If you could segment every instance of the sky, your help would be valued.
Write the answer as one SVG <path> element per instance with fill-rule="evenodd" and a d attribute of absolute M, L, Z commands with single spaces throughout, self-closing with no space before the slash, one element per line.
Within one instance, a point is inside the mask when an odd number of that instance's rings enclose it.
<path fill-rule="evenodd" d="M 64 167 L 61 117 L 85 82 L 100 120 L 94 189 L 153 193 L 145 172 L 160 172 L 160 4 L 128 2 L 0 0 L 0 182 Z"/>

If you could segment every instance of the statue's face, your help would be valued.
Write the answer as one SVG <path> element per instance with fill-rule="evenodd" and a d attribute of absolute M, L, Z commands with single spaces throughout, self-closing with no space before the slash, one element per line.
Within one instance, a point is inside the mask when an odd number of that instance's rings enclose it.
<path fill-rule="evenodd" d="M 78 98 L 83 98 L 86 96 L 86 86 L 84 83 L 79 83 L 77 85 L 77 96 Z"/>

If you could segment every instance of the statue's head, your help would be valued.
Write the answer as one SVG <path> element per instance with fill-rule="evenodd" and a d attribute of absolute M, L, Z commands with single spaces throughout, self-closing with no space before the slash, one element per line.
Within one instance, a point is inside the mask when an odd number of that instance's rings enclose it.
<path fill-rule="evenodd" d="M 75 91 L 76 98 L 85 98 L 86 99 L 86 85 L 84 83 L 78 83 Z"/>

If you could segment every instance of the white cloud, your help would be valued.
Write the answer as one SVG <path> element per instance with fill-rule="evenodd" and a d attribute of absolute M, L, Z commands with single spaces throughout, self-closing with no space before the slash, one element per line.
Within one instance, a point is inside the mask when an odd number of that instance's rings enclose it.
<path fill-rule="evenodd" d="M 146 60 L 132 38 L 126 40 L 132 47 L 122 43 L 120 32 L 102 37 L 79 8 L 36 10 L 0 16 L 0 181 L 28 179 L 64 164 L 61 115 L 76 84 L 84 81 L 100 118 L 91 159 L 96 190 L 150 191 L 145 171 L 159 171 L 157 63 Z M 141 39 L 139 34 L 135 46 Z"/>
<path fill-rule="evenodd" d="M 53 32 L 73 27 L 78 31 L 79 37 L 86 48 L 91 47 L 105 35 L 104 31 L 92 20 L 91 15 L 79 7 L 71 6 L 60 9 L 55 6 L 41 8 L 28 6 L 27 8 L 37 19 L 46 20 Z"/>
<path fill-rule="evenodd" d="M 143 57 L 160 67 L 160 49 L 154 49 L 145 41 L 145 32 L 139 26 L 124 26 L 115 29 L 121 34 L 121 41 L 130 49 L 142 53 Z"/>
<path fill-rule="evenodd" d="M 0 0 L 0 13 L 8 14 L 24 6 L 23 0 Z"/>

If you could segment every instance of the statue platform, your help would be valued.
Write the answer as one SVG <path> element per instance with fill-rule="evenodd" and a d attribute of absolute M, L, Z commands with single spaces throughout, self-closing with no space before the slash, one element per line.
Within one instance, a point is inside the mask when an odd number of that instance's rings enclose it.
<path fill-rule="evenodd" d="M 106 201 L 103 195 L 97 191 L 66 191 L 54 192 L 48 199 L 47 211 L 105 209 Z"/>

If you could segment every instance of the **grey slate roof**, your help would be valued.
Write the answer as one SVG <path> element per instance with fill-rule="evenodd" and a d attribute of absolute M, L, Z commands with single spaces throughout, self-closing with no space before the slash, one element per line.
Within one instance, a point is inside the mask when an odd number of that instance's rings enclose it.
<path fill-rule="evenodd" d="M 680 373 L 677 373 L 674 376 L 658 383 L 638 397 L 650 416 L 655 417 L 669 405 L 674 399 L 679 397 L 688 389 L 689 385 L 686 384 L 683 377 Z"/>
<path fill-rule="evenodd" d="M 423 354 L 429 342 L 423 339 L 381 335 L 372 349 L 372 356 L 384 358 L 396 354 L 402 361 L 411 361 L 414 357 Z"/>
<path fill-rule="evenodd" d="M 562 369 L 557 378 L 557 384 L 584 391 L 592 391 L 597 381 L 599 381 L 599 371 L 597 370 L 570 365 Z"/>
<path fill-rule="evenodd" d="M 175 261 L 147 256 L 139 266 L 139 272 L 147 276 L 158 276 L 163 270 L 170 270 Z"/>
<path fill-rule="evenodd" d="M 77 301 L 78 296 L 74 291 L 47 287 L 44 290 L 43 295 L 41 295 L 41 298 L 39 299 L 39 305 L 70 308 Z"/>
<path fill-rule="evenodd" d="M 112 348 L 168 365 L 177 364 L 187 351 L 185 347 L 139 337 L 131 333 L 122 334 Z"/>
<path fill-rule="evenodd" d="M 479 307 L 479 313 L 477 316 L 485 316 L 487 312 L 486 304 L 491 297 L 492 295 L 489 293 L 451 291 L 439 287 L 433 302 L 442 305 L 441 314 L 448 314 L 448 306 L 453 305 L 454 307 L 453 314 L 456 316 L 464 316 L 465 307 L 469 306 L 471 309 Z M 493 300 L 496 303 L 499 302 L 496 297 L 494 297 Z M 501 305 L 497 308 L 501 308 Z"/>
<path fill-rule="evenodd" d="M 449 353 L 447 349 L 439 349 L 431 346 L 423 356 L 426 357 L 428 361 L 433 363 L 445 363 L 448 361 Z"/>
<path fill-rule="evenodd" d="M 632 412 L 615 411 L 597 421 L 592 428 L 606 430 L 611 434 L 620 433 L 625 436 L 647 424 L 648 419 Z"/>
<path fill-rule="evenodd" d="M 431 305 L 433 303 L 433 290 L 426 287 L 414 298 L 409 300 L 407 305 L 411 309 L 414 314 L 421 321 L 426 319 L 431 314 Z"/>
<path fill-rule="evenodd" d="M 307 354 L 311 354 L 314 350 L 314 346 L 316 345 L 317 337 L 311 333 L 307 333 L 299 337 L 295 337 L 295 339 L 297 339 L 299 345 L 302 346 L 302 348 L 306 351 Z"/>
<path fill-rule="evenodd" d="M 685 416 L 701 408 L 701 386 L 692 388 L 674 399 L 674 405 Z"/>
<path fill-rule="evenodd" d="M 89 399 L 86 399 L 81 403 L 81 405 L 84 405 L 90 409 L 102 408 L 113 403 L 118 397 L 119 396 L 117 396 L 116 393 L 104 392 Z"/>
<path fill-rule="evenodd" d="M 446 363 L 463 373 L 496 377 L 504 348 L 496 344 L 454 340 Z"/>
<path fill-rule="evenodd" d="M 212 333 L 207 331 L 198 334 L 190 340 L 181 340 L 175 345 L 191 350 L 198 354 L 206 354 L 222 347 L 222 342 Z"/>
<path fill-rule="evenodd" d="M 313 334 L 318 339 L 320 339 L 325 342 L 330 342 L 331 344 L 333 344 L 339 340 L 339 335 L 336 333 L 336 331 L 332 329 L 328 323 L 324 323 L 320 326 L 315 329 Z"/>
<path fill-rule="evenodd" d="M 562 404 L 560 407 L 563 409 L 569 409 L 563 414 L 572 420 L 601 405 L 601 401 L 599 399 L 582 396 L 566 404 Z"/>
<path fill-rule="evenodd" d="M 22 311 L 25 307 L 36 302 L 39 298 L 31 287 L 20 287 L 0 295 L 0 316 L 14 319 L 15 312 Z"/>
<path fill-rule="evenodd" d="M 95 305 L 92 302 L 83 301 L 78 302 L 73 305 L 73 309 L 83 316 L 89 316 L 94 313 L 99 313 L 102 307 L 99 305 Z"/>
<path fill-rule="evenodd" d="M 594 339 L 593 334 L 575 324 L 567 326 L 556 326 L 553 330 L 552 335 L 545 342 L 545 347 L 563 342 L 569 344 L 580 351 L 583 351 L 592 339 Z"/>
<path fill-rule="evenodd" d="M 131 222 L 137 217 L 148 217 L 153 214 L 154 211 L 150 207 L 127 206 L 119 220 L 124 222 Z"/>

---

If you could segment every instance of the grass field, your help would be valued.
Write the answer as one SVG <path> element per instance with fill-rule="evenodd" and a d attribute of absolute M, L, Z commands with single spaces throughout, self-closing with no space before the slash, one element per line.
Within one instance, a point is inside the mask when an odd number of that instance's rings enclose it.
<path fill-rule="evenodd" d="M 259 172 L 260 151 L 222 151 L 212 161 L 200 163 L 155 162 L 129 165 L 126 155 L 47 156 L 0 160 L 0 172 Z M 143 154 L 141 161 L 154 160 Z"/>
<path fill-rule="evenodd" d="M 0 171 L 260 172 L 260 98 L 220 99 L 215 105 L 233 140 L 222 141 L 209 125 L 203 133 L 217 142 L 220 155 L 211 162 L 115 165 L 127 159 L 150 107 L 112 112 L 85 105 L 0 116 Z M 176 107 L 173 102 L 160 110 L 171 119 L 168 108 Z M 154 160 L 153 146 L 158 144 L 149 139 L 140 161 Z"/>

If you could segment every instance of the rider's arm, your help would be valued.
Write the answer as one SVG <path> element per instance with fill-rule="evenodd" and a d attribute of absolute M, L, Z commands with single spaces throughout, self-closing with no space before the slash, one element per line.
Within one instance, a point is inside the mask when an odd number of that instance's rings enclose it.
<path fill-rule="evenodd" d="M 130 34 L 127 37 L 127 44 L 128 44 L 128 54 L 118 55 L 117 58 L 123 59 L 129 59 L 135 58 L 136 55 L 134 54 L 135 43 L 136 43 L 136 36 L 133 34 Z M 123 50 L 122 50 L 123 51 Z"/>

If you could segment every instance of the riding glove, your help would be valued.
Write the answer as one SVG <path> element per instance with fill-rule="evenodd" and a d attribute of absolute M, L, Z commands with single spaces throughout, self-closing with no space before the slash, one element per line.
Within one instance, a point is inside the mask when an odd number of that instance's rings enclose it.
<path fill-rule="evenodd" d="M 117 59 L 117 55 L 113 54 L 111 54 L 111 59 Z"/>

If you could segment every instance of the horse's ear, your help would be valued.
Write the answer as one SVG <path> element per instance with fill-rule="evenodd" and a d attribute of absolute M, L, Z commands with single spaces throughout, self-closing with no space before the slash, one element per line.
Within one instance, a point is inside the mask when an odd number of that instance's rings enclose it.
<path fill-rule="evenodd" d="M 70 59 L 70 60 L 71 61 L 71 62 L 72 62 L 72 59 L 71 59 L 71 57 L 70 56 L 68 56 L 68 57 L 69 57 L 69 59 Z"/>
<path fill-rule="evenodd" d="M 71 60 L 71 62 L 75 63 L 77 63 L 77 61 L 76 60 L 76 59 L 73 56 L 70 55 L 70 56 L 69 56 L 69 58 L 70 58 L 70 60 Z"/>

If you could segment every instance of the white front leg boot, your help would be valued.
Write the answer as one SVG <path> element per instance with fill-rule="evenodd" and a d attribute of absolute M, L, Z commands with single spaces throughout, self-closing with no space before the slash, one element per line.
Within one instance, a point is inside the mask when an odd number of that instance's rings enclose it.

* * *

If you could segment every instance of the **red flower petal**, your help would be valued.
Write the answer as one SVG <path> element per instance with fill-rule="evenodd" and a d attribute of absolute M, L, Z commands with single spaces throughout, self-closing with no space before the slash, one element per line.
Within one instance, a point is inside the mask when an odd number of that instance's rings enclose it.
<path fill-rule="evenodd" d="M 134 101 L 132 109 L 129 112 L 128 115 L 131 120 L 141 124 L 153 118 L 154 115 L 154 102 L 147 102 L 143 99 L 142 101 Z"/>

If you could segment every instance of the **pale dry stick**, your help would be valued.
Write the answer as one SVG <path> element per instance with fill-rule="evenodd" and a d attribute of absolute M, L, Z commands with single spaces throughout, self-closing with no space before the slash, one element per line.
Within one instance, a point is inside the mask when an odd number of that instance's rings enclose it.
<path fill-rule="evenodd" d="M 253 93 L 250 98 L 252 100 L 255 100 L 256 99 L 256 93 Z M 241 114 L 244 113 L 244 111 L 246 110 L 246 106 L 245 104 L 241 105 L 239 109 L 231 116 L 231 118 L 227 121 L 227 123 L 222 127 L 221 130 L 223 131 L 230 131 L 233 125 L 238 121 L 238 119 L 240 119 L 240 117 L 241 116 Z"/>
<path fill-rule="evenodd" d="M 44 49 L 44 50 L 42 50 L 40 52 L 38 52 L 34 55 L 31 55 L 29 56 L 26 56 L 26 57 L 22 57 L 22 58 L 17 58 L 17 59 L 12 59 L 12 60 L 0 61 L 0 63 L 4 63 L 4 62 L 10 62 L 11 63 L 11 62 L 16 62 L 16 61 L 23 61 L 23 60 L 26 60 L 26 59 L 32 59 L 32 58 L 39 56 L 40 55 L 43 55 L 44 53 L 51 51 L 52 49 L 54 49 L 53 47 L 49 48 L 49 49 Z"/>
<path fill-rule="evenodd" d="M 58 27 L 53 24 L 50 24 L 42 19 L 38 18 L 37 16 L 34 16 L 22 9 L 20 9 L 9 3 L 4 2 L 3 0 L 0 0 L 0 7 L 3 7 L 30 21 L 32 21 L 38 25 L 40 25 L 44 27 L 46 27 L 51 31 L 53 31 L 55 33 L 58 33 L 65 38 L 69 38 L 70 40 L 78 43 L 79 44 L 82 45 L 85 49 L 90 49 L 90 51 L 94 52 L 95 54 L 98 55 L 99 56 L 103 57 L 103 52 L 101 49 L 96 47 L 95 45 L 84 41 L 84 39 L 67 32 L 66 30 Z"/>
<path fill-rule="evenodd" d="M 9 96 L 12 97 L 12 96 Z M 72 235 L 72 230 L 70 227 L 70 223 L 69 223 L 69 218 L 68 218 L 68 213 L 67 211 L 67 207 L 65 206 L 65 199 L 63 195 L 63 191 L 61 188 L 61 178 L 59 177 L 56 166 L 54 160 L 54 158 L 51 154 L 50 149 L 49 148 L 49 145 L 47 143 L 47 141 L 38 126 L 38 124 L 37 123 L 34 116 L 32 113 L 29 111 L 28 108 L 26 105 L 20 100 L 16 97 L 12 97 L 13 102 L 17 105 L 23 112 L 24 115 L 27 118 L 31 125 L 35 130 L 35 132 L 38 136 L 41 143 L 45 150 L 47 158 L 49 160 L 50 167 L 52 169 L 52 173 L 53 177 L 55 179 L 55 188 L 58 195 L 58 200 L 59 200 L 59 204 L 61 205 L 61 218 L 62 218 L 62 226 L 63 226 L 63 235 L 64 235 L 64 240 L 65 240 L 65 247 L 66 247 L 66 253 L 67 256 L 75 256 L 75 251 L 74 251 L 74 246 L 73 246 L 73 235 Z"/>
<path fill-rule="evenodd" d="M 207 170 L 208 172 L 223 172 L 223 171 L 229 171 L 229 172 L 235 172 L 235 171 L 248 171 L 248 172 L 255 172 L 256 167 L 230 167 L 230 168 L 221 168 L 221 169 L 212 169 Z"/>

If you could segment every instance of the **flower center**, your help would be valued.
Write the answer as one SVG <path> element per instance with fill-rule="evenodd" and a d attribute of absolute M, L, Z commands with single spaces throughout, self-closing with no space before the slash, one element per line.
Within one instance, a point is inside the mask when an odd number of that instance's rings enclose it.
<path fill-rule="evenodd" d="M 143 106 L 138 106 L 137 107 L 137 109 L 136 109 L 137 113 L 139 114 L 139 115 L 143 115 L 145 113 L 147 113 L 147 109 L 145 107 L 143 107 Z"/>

- **THE PROBLEM**
Copy out, word for word, every line from the line with "If you could segment every instance of the sky, your" to the line with "64 167 L 61", including both of those lines.

- **COMPLETE OUTPUT**
If you could segment every instance of the sky, your help would be valued.
Write the answer as one SVG <path> element per instance with fill-rule="evenodd" and a d attribute of absolute M, L, Z commands with single spaces throughout, self-closing with no space before the slash, one element per line.
Within one instance, a point is inside the mask when an odd number of that instance's rings enclose it.
<path fill-rule="evenodd" d="M 64 167 L 61 117 L 85 82 L 100 120 L 94 189 L 153 193 L 145 172 L 160 172 L 160 4 L 128 2 L 0 0 L 0 182 Z"/>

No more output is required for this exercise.